_What this task involves_:
Make an exact copy of every entry below, with the pictures left out.

══ Data listing

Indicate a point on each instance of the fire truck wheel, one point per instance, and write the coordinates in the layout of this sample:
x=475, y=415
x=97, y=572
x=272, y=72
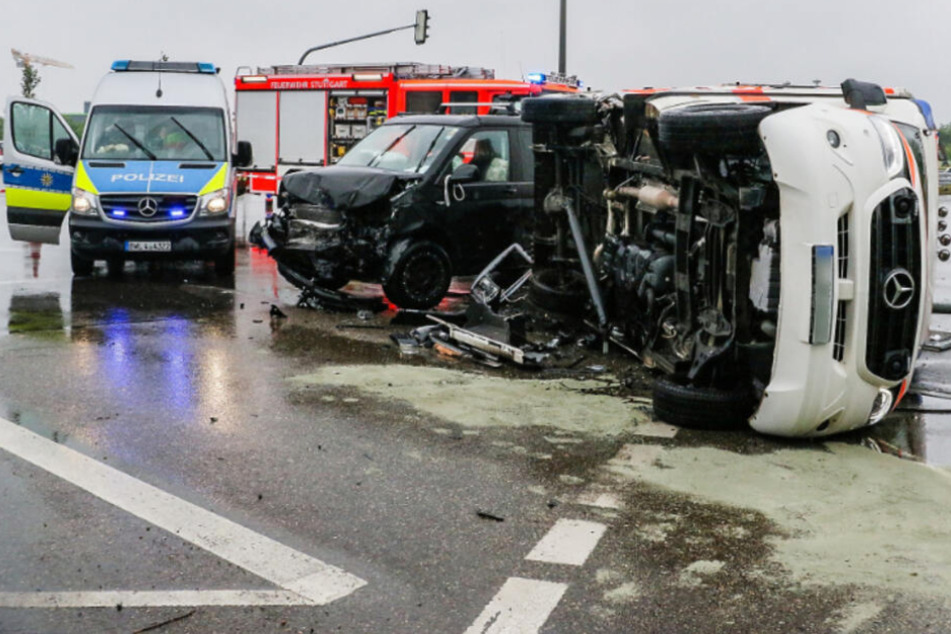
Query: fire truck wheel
x=702, y=407
x=224, y=264
x=560, y=109
x=420, y=274
x=82, y=267
x=712, y=128
x=560, y=291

════

_Response box_:
Indicate a point on each instance of the fire truck wheel, one point per instance, and write the coordinates in the layout of this sample:
x=475, y=415
x=97, y=572
x=272, y=72
Query: fire truck wheel
x=702, y=407
x=224, y=264
x=560, y=109
x=420, y=274
x=82, y=267
x=712, y=128
x=560, y=291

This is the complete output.